▸ TASK DESCRIPTION
Repeat back the entries that follow, keeping every word as it is.

(Phrase grounding data)
↓
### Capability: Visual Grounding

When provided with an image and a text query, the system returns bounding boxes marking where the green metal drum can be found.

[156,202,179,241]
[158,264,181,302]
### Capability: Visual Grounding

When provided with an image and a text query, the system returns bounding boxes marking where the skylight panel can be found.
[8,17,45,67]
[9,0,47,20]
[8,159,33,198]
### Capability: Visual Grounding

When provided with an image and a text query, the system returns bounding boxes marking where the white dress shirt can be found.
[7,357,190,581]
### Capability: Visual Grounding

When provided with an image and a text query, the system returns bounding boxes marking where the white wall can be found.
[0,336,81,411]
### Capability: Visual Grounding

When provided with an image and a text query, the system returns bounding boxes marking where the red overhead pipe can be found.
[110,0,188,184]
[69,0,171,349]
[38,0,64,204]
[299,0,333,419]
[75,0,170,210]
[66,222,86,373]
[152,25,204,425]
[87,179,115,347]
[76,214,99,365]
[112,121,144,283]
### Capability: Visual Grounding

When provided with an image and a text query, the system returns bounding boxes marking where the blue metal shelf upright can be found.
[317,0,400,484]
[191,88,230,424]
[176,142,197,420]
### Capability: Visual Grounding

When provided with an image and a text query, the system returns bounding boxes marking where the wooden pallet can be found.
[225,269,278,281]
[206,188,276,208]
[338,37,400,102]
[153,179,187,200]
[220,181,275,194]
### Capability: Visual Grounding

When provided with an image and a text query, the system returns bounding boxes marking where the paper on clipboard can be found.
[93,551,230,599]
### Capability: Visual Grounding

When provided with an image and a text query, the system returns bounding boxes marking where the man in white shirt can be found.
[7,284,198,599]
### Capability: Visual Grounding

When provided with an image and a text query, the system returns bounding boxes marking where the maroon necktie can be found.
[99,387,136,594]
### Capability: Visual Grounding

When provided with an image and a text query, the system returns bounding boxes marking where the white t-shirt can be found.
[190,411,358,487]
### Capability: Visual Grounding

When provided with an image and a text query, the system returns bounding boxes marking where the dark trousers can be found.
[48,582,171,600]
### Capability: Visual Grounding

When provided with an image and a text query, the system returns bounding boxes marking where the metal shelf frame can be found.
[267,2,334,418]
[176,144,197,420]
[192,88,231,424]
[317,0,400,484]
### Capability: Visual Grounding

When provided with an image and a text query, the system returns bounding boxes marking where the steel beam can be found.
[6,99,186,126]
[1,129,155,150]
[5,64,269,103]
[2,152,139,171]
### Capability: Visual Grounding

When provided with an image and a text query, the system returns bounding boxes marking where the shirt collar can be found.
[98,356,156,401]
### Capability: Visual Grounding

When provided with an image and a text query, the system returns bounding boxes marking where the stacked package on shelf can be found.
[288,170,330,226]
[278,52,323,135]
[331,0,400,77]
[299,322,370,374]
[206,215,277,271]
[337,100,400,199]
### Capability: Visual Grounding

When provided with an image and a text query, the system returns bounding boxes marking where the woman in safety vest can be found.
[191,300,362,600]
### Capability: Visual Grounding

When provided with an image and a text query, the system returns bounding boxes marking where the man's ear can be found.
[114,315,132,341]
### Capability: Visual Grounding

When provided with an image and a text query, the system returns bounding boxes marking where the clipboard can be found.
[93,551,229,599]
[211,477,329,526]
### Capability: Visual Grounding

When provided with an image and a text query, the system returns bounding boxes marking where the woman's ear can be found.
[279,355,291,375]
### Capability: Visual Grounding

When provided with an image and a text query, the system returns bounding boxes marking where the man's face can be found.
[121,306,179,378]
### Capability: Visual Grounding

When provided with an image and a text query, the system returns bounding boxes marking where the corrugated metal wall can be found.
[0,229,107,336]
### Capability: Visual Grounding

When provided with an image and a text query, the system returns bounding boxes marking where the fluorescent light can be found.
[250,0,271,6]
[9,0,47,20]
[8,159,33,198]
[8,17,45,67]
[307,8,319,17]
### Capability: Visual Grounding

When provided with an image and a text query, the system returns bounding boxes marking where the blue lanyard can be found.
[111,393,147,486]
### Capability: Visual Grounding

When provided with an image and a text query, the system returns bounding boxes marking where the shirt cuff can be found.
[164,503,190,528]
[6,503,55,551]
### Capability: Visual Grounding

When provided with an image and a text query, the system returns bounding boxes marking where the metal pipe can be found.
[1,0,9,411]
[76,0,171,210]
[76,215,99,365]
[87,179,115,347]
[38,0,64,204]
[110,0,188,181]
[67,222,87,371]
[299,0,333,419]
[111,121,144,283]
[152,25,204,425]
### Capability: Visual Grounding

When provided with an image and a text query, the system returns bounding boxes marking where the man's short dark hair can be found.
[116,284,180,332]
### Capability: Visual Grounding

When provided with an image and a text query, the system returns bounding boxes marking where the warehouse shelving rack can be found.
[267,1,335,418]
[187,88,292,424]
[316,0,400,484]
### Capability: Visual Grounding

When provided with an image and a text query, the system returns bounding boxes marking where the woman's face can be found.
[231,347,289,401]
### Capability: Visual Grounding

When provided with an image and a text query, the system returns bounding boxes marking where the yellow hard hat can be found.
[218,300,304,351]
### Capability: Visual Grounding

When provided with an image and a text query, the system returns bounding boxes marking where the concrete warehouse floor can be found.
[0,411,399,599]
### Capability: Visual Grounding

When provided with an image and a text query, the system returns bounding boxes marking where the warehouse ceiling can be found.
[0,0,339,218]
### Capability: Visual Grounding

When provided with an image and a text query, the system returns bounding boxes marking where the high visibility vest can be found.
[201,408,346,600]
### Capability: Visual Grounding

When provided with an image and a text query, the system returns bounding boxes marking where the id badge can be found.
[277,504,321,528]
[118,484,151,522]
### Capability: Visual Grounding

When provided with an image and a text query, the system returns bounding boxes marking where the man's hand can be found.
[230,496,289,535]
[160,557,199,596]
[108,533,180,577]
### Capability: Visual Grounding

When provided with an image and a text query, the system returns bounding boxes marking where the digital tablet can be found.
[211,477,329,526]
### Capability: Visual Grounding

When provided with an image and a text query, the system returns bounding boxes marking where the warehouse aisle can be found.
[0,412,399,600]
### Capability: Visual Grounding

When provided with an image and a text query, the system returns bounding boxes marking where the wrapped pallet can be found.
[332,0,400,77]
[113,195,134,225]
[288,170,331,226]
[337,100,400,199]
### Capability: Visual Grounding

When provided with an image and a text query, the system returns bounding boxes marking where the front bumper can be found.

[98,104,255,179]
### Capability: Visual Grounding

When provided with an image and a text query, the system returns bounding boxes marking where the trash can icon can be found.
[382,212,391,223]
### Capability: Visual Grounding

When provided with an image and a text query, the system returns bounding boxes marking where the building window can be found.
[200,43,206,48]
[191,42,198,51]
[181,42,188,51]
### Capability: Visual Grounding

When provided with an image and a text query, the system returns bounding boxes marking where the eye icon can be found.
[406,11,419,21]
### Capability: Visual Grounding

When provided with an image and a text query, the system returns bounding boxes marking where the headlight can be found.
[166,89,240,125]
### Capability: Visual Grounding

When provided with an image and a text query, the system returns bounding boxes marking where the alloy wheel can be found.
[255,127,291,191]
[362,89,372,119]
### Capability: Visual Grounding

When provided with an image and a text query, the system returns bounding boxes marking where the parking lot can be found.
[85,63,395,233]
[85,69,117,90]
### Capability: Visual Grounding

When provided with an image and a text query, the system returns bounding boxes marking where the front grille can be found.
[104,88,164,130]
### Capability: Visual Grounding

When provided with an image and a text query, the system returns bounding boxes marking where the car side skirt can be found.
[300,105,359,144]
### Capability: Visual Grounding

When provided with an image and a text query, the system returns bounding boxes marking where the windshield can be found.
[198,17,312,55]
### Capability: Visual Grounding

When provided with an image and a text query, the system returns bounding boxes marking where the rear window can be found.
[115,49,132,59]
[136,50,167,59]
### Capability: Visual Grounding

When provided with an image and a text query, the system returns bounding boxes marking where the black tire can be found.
↑
▸ COMPLETED TASK
### Capability: Visual Grounding

When provided with an image and a text query, the system returns bounding boxes marking where the green metal drum can be found.

[156,202,179,241]
[158,264,181,302]
### Capability: Visual Grounding

When provided with an image and a text query, the system returns bounding boxes marking where the skylight panel can be found.
[8,17,45,67]
[9,0,47,20]
[8,159,33,198]
### Capability: Visual Grounding

When provided with an image and a text query, the system returns bounding boxes marking where the white dress shirt can be found.
[7,357,190,581]
### Capability: Visual Grounding

When provided with an image and a text query, the system returns bounding boxes marking where the white wall can be found.
[0,336,81,411]
### Capability: Visual Grounding

When provided with an image and a text query, the system returns bounding boxes marking where the red overhead pipe can be found.
[110,0,188,184]
[69,0,171,349]
[38,0,64,204]
[299,0,333,419]
[75,0,170,210]
[66,222,86,373]
[152,25,204,425]
[87,179,115,347]
[76,214,99,365]
[112,121,144,283]
### Capability: Visual Grounding

When provided with an image and a text query, the system returns bounding boxes marking where the blue metal shelf upright can be found.
[317,0,400,484]
[191,88,230,424]
[176,142,197,420]
### Capability: Visual Grounding

When provided with an image and a text query, the system returns bounding boxes marking where the wooden pallet can be found.
[225,269,278,281]
[206,188,276,208]
[338,37,400,102]
[153,179,187,200]
[220,181,275,194]
### Capability: Visual Grounding

When provided with an image and a text query, the system returns bounding boxes marking where the paper on clipboard can be found.
[93,551,230,599]
### Capability: Visual Grounding

When provided with an image and a text query, the system returns bounding boxes marking where the man in white shirt can be found.
[7,284,198,599]
### Capability: Visual Grounding

When provided with an image and a text query, the system returns bounding boxes marking where the maroon necktie can be found.
[99,387,136,594]
### Capability: Visual Grounding

When provided with an image and a text query, the system returns bounding boxes marking where the white t-shirt can be found.
[190,411,358,487]
### Capability: Visual Grounding

When provided with an image and a text query, the system returns bounding boxes marking where the dark trousers can be found.
[48,582,171,600]
### Capability: Visual Grounding

When provided with an image and a text query, the system returns bounding boxes marking where the metal shelf frame can be found.
[267,2,334,418]
[176,144,197,420]
[192,88,231,424]
[317,0,400,484]
### Capability: Visual Grounding

When provided with an image and a text query, the system returns bounding boxes marking where the steel beam can be found.
[6,99,186,126]
[1,129,155,150]
[5,64,269,103]
[2,152,139,171]
### Capability: Visual Grounding

When provided with an image and a text query, the system returns bounding boxes marking where the shirt collar can be found.
[98,356,156,401]
### Capability: Visual Grounding

When provided with an image and a text query, the system returns bounding boxes marking where the stacked package on shelf can be found.
[288,170,330,226]
[278,52,323,135]
[331,0,400,77]
[299,322,370,374]
[206,215,277,271]
[337,100,400,199]
### Capability: Visual Grounding

When provided with an image and a text query, the system returns bounding boxes marking where the woman in safety vest can be found.
[191,300,362,600]
### Capability: Visual Grounding

When provided with an image and a text query, the system returns bounding boxes marking where the man's ear can be found.
[114,315,132,341]
### Capability: Visual Grounding

When provided with an image and a text query, the system returns bounding boxes marking where the clipboard can be found.
[93,551,229,599]
[211,477,329,526]
### Capability: Visual Grounding

When provided with an image and a text query, the system returns bounding boxes marking where the woman's ear can be found.
[279,355,291,375]
### Capability: Visual Grounding

When provided with an image and a text query, the system returns bounding boxes marking where the man's face can be found.
[121,306,179,378]
### Capability: Visual Grounding

When provided with an image and a text query, the system returns bounding boxes marking where the corrugated metal wall can be found.
[0,229,107,336]
### Capability: Visual Grounding

When provided with an image and a text query, the system returns bounding boxes marking where the fluorescent light can be found.
[250,0,271,6]
[9,0,47,20]
[8,159,33,198]
[8,17,45,67]
[307,8,319,17]
### Capability: Visual Grounding

When provided with an image and a text query, the system returns bounding boxes marking where the blue lanyard can be found.
[111,393,147,486]
### Capability: Visual Grounding

When provided with an image and a text query, the system returns bounding boxes marking where the shirt cuff can be found.
[164,503,190,528]
[6,503,55,551]
### Capability: Visual Grounding

When provided with an image and a text query, the system returns bounding boxes marking where the metal pipe can be found.
[1,0,9,411]
[76,0,171,210]
[76,215,99,365]
[87,179,115,347]
[38,0,64,204]
[110,0,188,181]
[67,222,87,371]
[299,0,333,419]
[111,121,144,283]
[152,25,204,425]
### Capability: Visual Grounding

When provided with an image and a text query, the system returns bounding boxes marking where the man's short dark hair can be found.
[116,284,180,332]
### Capability: Visual Grounding

When provided with an image and a text query, the system returns bounding boxes marking where the warehouse shelving rack can be found.
[267,1,335,418]
[187,88,292,424]
[316,0,400,484]
### Capability: Visual Grounding

When provided with an image and a text query, the system returns bounding boxes marking where the woman's face can be found.
[231,347,289,401]
### Capability: Visual Grounding

When provided with an image and a text query, the system returns bounding boxes marking where the yellow hard hat can be found.
[218,300,304,351]
### Capability: Visual Grounding

When provided with an image and a text query, the system returns bounding boxes marking where the concrete warehouse floor can be found.
[0,411,399,599]
### Capability: Visual Grounding

When provided with an image and a text query, the system returns bounding boxes marking where the warehouse ceiling can be found.
[0,0,339,218]
### Capability: Visual Grounding

When provided with an image and a text query, the system returns bounding boxes marking where the high visibility vest can be found.
[201,408,346,600]
### Capability: Visual Grounding

When provided with an image and a text query, the system returns bounding boxes marking where the id badge can be found.
[277,504,321,528]
[118,484,151,522]
### Capability: Visual Grounding

When provided with an image and a text query, the system returns bounding boxes marking where the man's hand can be found.
[230,496,289,535]
[160,557,199,596]
[108,533,180,577]
### Capability: Visual Grounding

When provided with an image and a text query, the system returns bounding boxes marking where the digital tablet can be found.
[211,477,329,526]
### Capability: Visual Grounding

When provided with an image and a text query, the system returns bounding boxes marking where the warehouse aisle can be found.
[0,412,399,600]
### Capability: Visual Grounding

When provided with an image and a text query, the system returns bounding boxes marking where the wrapped pallet can be found.
[332,0,400,77]
[113,195,134,225]
[288,170,331,226]
[337,100,400,199]
### Capability: Visual Grounding

When provided with an image and a text query, the system returns bounding boxes marking where the front bumper can be found.

[98,104,255,179]
### Capability: Visual Grounding

When provided with an image and a text query, the system returns bounding boxes marking where the trash can icon can be found.
[382,212,391,223]
### Capability: Visual Grounding

When provided with an image and a text query, the system returns bounding boxes marking where the building window can be found.
[200,43,206,48]
[191,42,198,51]
[181,42,188,51]
### Capability: Visual Grounding

When provided with an image and a text query, the system returns bounding boxes marking where the eye icon can be found.
[406,11,419,21]
### Capability: Visual Grounding

When provided with an image and a text query, the system returns bounding boxes marking where the headlight can be found.
[166,89,240,125]
### Capability: Visual Grounding

When provided with an image and a text query, the system returns bounding boxes marking where the alloy wheel can be found.
[255,127,291,191]
[362,89,372,119]
### Capability: Visual Grounding

When provided with an image and a text query, the system returns bounding boxes marking where the parking lot can be found.
[85,63,395,233]
[85,69,117,90]
### Capability: Visual Grounding

When provided with an image and a text query, the system returns bounding boxes marking where the front grille can be found.
[104,88,164,130]
### Capability: Visual Grounding

When provided with an image and a text query, the system returns bounding boxes marking where the car side skirt can be found.
[300,105,359,144]
### Capability: Visual Grounding

When provided with an image and a text query, the system returns bounding boxes marking where the windshield can be found.
[198,17,312,55]
### Capability: Visual Grounding

When provided with an image and a text query, the system returns bounding boxes marking where the rear window can be found.
[115,49,132,59]
[136,50,167,59]
### Capability: Visual Grounding

When provided with an image and a text query, the system returns bounding boxes marking where the black tire can be found.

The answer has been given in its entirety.